[THE EXERCISE] Put every row below into a JSON list of strings, one string for each line, and leave out the blank lines.

[EXTRACTED INFORMATION]
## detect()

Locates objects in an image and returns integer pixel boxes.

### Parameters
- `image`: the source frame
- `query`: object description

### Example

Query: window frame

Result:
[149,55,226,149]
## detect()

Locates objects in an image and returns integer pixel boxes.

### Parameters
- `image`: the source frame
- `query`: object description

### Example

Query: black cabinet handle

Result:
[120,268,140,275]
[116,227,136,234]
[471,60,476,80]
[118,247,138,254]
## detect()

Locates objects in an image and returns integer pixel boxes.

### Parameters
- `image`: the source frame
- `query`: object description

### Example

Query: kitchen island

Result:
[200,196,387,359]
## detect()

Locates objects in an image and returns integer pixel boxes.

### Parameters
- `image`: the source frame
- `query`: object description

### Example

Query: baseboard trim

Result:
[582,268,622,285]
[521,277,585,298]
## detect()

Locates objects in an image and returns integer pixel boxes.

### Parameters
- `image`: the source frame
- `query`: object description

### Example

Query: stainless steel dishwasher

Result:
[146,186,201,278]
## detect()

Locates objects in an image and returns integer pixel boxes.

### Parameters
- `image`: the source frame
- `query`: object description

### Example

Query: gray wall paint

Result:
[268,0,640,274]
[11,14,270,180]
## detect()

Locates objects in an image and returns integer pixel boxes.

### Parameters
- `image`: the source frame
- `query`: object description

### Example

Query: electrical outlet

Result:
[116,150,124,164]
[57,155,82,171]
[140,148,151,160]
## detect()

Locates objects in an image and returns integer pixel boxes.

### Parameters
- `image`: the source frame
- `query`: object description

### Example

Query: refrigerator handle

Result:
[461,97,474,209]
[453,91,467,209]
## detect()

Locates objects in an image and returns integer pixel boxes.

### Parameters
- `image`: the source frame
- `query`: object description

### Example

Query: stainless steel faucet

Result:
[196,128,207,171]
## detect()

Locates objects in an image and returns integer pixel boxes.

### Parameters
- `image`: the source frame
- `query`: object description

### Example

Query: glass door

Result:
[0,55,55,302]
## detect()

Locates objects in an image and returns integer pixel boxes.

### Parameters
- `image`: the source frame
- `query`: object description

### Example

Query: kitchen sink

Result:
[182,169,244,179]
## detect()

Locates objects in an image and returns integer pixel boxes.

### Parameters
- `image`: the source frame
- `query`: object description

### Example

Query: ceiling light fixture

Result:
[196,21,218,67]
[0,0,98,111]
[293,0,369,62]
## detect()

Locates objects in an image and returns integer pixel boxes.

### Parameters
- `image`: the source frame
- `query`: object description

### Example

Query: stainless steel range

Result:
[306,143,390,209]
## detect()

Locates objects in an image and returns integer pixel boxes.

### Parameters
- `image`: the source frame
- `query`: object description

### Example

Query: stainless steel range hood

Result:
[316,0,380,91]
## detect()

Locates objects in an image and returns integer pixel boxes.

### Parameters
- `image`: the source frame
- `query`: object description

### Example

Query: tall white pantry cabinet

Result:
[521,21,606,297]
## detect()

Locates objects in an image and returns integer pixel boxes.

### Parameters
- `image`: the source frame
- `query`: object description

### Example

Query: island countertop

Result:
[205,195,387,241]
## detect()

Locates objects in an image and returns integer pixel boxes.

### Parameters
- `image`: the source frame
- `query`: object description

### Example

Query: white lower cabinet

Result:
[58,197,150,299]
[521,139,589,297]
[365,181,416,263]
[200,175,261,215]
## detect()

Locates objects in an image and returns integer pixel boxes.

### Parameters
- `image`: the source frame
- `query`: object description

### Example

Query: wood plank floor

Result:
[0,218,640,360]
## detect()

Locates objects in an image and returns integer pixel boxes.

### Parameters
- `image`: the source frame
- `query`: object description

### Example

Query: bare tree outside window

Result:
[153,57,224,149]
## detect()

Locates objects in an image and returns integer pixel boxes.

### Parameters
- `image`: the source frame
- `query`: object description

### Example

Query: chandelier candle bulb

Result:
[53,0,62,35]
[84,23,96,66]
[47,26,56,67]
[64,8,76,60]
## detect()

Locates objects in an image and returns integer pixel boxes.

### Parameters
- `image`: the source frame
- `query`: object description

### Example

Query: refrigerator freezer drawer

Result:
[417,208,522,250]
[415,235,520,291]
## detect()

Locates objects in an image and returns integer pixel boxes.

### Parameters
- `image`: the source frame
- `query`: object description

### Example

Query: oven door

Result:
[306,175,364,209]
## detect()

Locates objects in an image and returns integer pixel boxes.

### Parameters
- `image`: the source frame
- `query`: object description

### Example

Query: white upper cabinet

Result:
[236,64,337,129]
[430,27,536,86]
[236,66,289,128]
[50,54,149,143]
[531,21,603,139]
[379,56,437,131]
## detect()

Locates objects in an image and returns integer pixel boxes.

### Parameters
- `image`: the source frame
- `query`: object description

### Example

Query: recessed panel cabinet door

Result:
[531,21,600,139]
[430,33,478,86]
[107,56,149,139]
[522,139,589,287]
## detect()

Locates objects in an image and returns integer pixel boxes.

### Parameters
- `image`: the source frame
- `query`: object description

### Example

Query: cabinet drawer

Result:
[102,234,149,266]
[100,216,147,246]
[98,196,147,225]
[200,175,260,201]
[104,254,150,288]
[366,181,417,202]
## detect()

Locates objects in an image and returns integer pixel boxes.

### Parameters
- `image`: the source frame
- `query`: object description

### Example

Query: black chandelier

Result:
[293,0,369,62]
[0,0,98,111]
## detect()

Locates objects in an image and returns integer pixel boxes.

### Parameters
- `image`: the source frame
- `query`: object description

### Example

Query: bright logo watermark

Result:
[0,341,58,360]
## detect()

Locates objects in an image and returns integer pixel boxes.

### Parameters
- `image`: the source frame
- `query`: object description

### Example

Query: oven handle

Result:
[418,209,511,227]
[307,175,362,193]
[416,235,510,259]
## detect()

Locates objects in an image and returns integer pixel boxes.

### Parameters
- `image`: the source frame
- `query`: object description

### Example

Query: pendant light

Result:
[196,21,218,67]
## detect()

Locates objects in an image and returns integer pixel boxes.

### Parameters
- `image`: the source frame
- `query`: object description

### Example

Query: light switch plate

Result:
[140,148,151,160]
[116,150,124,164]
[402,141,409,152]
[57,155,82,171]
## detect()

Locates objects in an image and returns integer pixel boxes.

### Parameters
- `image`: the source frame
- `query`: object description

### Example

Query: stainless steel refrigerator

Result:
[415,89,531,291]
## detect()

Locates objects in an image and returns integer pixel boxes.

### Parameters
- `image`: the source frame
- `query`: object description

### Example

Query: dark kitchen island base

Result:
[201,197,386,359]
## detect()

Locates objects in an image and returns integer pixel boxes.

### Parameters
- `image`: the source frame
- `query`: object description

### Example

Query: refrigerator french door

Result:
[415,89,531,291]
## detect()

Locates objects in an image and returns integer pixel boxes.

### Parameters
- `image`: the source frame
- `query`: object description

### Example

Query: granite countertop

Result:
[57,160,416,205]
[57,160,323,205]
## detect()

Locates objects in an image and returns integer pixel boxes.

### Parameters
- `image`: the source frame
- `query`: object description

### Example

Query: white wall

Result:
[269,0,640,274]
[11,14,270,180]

[OUTPUT OF THE EXERCISE]
[
  "## detect()",
  "Locates objects in an image and returns integer pixel boxes.",
  "### Parameters",
  "- `image`: the source frame",
  "- `query`: object description",
  "### Example",
  "Query: window frame",
  "Result:",
  "[149,55,226,149]",
  "## detect()",
  "Locates objects in an image and returns integer pixel boxes.",
  "### Parameters",
  "- `image`: the source frame",
  "- `query`: object description",
  "### Example",
  "Query: black cabinet handle",
  "Result:",
  "[120,268,140,275]",
  "[116,227,136,234]",
  "[471,60,476,80]",
  "[118,247,138,254]",
  "## detect()",
  "Locates objects in an image and returns integer pixel boxes.",
  "### Parameters",
  "- `image`: the source frame",
  "- `query`: object description",
  "### Example",
  "Query: kitchen island",
  "Result:",
  "[200,196,387,359]",
  "## detect()",
  "Locates objects in an image and returns integer pixel boxes.",
  "### Parameters",
  "- `image`: the source frame",
  "- `query`: object description",
  "### Example",
  "Query: baseboard trim",
  "Result:",
  "[582,268,622,285]",
  "[521,277,585,298]",
  "## detect()",
  "Locates objects in an image and returns integer pixel boxes.",
  "### Parameters",
  "- `image`: the source frame",
  "- `query`: object description",
  "### Example",
  "Query: stainless steel dishwasher",
  "Result:",
  "[146,186,201,278]",
  "## detect()",
  "Locates objects in an image and returns integer pixel boxes.",
  "### Parameters",
  "- `image`: the source frame",
  "- `query`: object description",
  "### Example",
  "Query: gray wall paint",
  "Result:",
  "[268,0,640,274]",
  "[11,14,270,180]",
  "## detect()",
  "Locates objects in an image and returns integer pixel boxes.",
  "### Parameters",
  "- `image`: the source frame",
  "- `query`: object description",
  "### Example",
  "Query: electrical outlet",
  "Result:",
  "[116,150,124,164]",
  "[57,155,82,171]",
  "[140,148,151,160]",
  "## detect()",
  "Locates objects in an image and returns integer pixel boxes.",
  "### Parameters",
  "- `image`: the source frame",
  "- `query`: object description",
  "### Example",
  "Query: refrigerator handle",
  "Result:",
  "[461,97,474,209]",
  "[453,91,467,209]",
  "## detect()",
  "Locates objects in an image and returns integer pixel boxes.",
  "### Parameters",
  "- `image`: the source frame",
  "- `query`: object description",
  "### Example",
  "Query: stainless steel faucet",
  "Result:",
  "[196,128,207,171]",
  "## detect()",
  "Locates objects in an image and returns integer pixel boxes.",
  "### Parameters",
  "- `image`: the source frame",
  "- `query`: object description",
  "### Example",
  "Query: glass door",
  "Result:",
  "[0,55,55,302]",
  "## detect()",
  "Locates objects in an image and returns integer pixel boxes.",
  "### Parameters",
  "- `image`: the source frame",
  "- `query`: object description",
  "### Example",
  "Query: kitchen sink",
  "Result:",
  "[182,169,244,179]",
  "## detect()",
  "Locates objects in an image and returns integer pixel boxes.",
  "### Parameters",
  "- `image`: the source frame",
  "- `query`: object description",
  "### Example",
  "Query: ceiling light fixture",
  "Result:",
  "[196,21,218,67]",
  "[0,0,98,111]",
  "[293,0,369,62]",
  "## detect()",
  "Locates objects in an image and returns integer pixel boxes.",
  "### Parameters",
  "- `image`: the source frame",
  "- `query`: object description",
  "### Example",
  "Query: stainless steel range",
  "Result:",
  "[306,143,390,209]",
  "## detect()",
  "Locates objects in an image and returns integer pixel boxes.",
  "### Parameters",
  "- `image`: the source frame",
  "- `query`: object description",
  "### Example",
  "Query: stainless steel range hood",
  "Result:",
  "[316,0,380,91]",
  "## detect()",
  "Locates objects in an image and returns integer pixel boxes.",
  "### Parameters",
  "- `image`: the source frame",
  "- `query`: object description",
  "### Example",
  "Query: tall white pantry cabinet",
  "Result:",
  "[521,21,606,297]",
  "## detect()",
  "Locates objects in an image and returns integer pixel boxes.",
  "### Parameters",
  "- `image`: the source frame",
  "- `query`: object description",
  "### Example",
  "Query: island countertop",
  "Result:",
  "[205,195,387,241]",
  "## detect()",
  "Locates objects in an image and returns integer pixel boxes.",
  "### Parameters",
  "- `image`: the source frame",
  "- `query`: object description",
  "### Example",
  "Query: white lower cabinet",
  "Result:",
  "[58,197,150,299]",
  "[521,139,589,297]",
  "[365,181,416,263]",
  "[200,175,261,215]",
  "## detect()",
  "Locates objects in an image and returns integer pixel boxes.",
  "### Parameters",
  "- `image`: the source frame",
  "- `query`: object description",
  "### Example",
  "Query: wood plank floor",
  "Result:",
  "[0,218,640,360]",
  "## detect()",
  "Locates objects in an image and returns integer pixel boxes.",
  "### Parameters",
  "- `image`: the source frame",
  "- `query`: object description",
  "### Example",
  "Query: bare tree outside window",
  "Result:",
  "[153,57,224,149]",
  "## detect()",
  "Locates objects in an image and returns integer pixel boxes.",
  "### Parameters",
  "- `image`: the source frame",
  "- `query`: object description",
  "### Example",
  "Query: chandelier candle bulb",
  "Result:",
  "[53,0,62,35]",
  "[84,23,96,66]",
  "[47,26,56,67]",
  "[64,8,76,60]",
  "## detect()",
  "Locates objects in an image and returns integer pixel boxes.",
  "### Parameters",
  "- `image`: the source frame",
  "- `query`: object description",
  "### Example",
  "Query: refrigerator freezer drawer",
  "Result:",
  "[417,208,522,250]",
  "[415,235,520,291]",
  "## detect()",
  "Locates objects in an image and returns integer pixel boxes.",
  "### Parameters",
  "- `image`: the source frame",
  "- `query`: object description",
  "### Example",
  "Query: oven door",
  "Result:",
  "[306,175,364,209]",
  "## detect()",
  "Locates objects in an image and returns integer pixel boxes.",
  "### Parameters",
  "- `image`: the source frame",
  "- `query`: object description",
  "### Example",
  "Query: white upper cabinet",
  "Result:",
  "[236,64,337,129]",
  "[430,27,536,86]",
  "[236,66,289,128]",
  "[50,54,149,143]",
  "[531,21,603,139]",
  "[379,56,437,131]",
  "## detect()",
  "Locates objects in an image and returns integer pixel boxes.",
  "### Parameters",
  "- `image`: the source frame",
  "- `query`: object description",
  "### Example",
  "Query: recessed panel cabinet door",
  "Result:",
  "[531,21,600,139]",
  "[430,33,478,86]",
  "[107,56,149,139]",
  "[522,139,589,287]",
  "## detect()",
  "Locates objects in an image and returns integer pixel boxes.",
  "### Parameters",
  "- `image`: the source frame",
  "- `query`: object description",
  "### Example",
  "Query: cabinet drawer",
  "Result:",
  "[102,234,149,266]",
  "[100,216,147,246]",
  "[98,196,147,225]",
  "[200,175,260,201]",
  "[104,254,150,288]",
  "[366,181,417,202]",
  "## detect()",
  "Locates objects in an image and returns integer pixel boxes.",
  "### Parameters",
  "- `image`: the source frame",
  "- `query`: object description",
  "### Example",
  "Query: black chandelier",
  "Result:",
  "[293,0,369,62]",
  "[0,0,98,111]",
  "## detect()",
  "Locates objects in an image and returns integer pixel boxes.",
  "### Parameters",
  "- `image`: the source frame",
  "- `query`: object description",
  "### Example",
  "Query: bright logo watermark",
  "Result:",
  "[0,341,58,360]",
  "## detect()",
  "Locates objects in an image and returns integer pixel boxes.",
  "### Parameters",
  "- `image`: the source frame",
  "- `query`: object description",
  "### Example",
  "Query: oven handle",
  "Result:",
  "[418,209,511,227]",
  "[307,175,362,193]",
  "[416,235,510,259]",
  "## detect()",
  "Locates objects in an image and returns integer pixel boxes.",
  "### Parameters",
  "- `image`: the source frame",
  "- `query`: object description",
  "### Example",
  "Query: pendant light",
  "Result:",
  "[196,21,218,67]",
  "## detect()",
  "Locates objects in an image and returns integer pixel boxes.",
  "### Parameters",
  "- `image`: the source frame",
  "- `query`: object description",
  "### Example",
  "Query: light switch plate",
  "Result:",
  "[140,148,151,160]",
  "[116,150,124,164]",
  "[402,141,409,152]",
  "[57,155,82,171]",
  "## detect()",
  "Locates objects in an image and returns integer pixel boxes.",
  "### Parameters",
  "- `image`: the source frame",
  "- `query`: object description",
  "### Example",
  "Query: stainless steel refrigerator",
  "Result:",
  "[415,89,531,291]",
  "## detect()",
  "Locates objects in an image and returns integer pixel boxes.",
  "### Parameters",
  "- `image`: the source frame",
  "- `query`: object description",
  "### Example",
  "Query: dark kitchen island base",
  "Result:",
  "[201,197,386,359]",
  "## detect()",
  "Locates objects in an image and returns integer pixel boxes.",
  "### Parameters",
  "- `image`: the source frame",
  "- `query`: object description",
  "### Example",
  "Query: refrigerator french door",
  "Result:",
  "[415,89,531,291]",
  "## detect()",
  "Locates objects in an image and returns integer pixel boxes.",
  "### Parameters",
  "- `image`: the source frame",
  "- `query`: object description",
  "### Example",
  "Query: granite countertop",
  "Result:",
  "[57,160,416,205]",
  "[57,160,323,205]",
  "## detect()",
  "Locates objects in an image and returns integer pixel boxes.",
  "### Parameters",
  "- `image`: the source frame",
  "- `query`: object description",
  "### Example",
  "Query: white wall",
  "Result:",
  "[269,0,640,274]",
  "[11,14,270,180]"
]